■ WHAT TO PRODUCE ■
Your task is to copy the lines of the data below from the line holding "the dense forest" through the line holding "If you would be so good as to mark the riverbank", inclusive, exactly and with nothing added.
** GIVEN DATA follows **
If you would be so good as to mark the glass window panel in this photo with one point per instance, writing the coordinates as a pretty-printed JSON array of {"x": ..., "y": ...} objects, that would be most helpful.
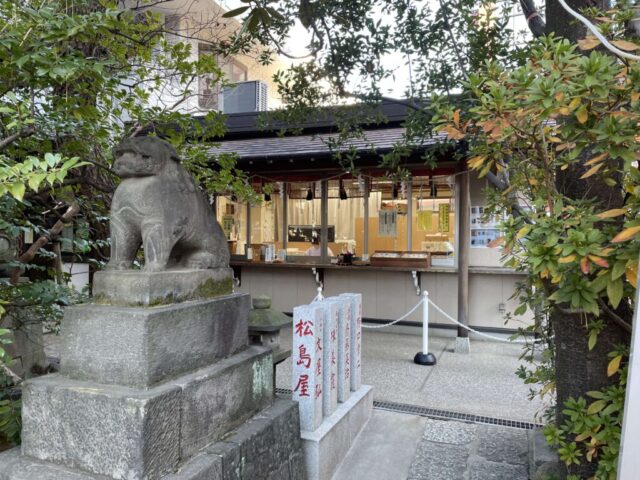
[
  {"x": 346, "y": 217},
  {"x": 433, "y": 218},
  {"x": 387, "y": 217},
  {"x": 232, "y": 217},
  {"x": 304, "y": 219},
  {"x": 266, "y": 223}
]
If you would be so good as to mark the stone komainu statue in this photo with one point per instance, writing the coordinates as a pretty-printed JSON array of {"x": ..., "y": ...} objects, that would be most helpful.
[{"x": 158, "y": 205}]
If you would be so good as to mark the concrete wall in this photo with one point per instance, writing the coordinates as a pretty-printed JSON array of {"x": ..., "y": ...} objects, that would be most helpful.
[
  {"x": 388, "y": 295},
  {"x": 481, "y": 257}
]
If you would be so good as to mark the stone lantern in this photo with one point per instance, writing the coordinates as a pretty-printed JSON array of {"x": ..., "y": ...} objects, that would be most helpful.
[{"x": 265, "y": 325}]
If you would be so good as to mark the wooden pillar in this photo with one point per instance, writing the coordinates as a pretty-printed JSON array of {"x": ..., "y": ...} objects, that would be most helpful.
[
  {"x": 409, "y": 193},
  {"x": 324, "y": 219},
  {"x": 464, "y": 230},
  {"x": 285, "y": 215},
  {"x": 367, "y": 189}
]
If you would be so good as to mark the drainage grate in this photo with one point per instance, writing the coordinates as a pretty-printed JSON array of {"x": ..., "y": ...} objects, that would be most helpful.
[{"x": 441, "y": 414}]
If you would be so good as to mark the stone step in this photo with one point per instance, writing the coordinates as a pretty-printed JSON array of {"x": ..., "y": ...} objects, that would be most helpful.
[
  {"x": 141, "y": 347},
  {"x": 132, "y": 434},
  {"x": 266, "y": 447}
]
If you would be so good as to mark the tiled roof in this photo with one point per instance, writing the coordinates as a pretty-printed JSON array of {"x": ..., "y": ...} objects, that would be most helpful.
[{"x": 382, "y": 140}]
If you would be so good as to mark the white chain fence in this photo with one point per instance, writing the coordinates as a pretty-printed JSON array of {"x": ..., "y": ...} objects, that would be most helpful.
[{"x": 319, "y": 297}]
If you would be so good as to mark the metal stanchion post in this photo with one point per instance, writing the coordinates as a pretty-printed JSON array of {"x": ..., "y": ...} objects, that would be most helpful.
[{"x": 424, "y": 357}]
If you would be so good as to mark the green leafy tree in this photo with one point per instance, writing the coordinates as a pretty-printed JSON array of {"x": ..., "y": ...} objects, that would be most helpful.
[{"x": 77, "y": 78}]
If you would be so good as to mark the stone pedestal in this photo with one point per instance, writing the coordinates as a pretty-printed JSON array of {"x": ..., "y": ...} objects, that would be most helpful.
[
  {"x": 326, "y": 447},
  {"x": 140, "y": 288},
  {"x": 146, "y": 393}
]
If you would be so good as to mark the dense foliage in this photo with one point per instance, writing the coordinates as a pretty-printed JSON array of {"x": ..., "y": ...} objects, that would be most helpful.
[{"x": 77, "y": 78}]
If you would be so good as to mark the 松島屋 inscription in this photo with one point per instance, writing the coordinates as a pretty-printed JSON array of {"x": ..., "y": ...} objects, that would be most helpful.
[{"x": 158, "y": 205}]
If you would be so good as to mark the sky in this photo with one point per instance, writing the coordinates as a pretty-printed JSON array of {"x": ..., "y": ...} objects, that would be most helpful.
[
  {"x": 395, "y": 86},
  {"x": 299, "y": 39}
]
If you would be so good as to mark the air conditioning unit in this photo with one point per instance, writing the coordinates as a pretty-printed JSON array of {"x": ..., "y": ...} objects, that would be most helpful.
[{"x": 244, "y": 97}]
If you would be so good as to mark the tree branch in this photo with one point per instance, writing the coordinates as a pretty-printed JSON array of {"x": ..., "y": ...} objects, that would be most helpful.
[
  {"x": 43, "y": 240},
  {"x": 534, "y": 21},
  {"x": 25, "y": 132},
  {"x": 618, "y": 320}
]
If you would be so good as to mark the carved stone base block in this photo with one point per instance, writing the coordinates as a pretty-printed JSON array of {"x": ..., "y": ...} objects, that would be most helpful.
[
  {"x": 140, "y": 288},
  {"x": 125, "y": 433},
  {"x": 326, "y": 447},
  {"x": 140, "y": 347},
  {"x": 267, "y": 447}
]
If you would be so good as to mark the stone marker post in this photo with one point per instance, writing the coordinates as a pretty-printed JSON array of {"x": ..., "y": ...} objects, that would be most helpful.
** End of GIVEN DATA **
** GIVEN DATA follows **
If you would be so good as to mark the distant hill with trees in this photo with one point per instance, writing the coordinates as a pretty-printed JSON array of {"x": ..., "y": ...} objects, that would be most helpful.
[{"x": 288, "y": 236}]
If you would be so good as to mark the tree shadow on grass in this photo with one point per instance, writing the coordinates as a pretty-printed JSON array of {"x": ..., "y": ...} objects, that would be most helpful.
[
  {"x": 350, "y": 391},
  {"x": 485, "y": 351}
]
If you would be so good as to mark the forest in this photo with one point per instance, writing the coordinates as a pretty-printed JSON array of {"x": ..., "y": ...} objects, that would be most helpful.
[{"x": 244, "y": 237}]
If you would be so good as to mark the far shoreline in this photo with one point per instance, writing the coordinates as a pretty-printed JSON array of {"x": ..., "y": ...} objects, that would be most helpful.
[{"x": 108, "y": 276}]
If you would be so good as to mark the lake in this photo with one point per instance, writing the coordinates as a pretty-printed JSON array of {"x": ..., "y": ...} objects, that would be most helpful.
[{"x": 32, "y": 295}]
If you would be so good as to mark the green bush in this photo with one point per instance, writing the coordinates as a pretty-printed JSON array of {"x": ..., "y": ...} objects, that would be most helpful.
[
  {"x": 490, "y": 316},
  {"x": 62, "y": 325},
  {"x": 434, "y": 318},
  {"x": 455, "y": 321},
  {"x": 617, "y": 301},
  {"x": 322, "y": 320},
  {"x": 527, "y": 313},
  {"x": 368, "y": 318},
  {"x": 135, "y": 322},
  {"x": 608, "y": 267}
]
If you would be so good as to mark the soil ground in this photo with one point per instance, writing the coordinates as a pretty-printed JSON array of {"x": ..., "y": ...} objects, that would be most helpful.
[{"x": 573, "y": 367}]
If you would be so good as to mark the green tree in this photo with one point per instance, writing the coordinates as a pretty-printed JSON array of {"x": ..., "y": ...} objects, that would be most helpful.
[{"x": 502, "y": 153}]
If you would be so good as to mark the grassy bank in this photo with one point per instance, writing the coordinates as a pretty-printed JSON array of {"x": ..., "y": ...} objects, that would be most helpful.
** End of GIVEN DATA **
** GIVEN DATA follows **
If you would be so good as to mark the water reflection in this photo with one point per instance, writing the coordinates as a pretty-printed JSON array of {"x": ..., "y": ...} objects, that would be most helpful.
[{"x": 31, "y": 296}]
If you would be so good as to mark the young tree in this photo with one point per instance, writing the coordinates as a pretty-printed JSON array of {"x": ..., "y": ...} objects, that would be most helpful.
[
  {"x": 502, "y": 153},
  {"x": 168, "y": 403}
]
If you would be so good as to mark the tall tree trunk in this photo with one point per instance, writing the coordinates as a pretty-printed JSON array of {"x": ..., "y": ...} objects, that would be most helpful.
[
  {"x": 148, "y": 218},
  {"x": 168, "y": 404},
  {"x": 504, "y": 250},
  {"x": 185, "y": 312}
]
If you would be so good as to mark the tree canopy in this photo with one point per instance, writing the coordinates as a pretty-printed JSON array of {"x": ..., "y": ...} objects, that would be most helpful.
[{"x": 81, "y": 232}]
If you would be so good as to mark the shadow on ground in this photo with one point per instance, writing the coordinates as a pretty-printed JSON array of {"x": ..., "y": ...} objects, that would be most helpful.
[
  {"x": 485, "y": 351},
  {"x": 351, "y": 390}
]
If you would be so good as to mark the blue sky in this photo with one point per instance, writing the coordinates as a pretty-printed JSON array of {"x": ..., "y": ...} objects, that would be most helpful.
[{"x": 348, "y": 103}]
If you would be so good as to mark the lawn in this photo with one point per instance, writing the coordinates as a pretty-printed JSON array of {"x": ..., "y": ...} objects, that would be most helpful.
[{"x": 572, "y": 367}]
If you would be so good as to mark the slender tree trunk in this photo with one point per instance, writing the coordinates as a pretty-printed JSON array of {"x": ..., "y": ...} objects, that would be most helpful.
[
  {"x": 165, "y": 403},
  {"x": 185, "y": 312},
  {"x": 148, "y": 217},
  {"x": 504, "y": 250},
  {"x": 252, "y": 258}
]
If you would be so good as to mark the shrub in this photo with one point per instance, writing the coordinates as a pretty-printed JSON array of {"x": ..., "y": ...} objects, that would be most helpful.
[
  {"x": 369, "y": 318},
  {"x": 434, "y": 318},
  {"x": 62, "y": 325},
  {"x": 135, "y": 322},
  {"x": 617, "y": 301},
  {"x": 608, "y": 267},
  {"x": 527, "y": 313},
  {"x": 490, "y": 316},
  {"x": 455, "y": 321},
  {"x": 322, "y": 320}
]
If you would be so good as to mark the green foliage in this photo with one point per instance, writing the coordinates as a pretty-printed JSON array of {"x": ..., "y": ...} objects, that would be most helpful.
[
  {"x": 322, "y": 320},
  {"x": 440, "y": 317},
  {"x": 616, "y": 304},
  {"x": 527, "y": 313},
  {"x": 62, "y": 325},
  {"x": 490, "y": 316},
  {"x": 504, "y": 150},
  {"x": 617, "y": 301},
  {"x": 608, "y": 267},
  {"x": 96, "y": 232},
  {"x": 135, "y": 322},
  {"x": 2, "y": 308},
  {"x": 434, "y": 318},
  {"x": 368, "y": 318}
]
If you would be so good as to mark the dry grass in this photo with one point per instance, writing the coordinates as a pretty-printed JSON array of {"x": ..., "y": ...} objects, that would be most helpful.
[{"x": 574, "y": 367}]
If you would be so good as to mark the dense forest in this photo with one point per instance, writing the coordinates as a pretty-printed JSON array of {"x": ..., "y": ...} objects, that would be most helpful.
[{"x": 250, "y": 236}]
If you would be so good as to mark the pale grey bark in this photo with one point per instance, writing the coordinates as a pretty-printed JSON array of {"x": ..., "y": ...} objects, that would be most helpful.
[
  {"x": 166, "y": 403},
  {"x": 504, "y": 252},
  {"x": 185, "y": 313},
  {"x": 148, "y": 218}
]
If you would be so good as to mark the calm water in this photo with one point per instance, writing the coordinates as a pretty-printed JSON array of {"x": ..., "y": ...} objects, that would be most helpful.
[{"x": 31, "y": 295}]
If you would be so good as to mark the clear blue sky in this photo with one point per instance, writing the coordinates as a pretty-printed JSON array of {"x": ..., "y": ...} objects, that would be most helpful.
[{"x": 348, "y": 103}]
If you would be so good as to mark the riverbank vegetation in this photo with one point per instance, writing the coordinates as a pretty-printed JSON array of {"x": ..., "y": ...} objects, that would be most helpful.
** End of GIVEN DATA **
■ SOLUTION BELOW ■
If you would be so good as to mark the dense forest in this photo with one point per instance, writing the coordinates as a pretty-printed JSON array of {"x": ..., "y": ...} objects, that would be most helpful.
[{"x": 250, "y": 236}]
If you would be so good as to mark the pale grey bark in this photo with one point per instance, writing the coordinates as a pretty-printed JSON array of {"x": ..., "y": ...} objects, that would be most helpful.
[
  {"x": 166, "y": 403},
  {"x": 504, "y": 252},
  {"x": 185, "y": 313},
  {"x": 148, "y": 218}
]
If you would be so good as to mark the calm water in this photo with one point per instance, writing the coordinates as a pretty-printed JSON array of {"x": ..., "y": ...} objects, that would be most helpful.
[{"x": 31, "y": 295}]
If you would be so good as to mark the clear blue sky in this photo with one point per instance, writing the coordinates as a pretty-printed JSON array of {"x": ..., "y": ...} objects, that would be most helpful.
[{"x": 348, "y": 103}]
If you would be so good as to mark the riverbank vegetation in this photo with one point per instance, writing the coordinates as a pretty-printed JSON array of {"x": ..., "y": ...} objects, that would be most helpful.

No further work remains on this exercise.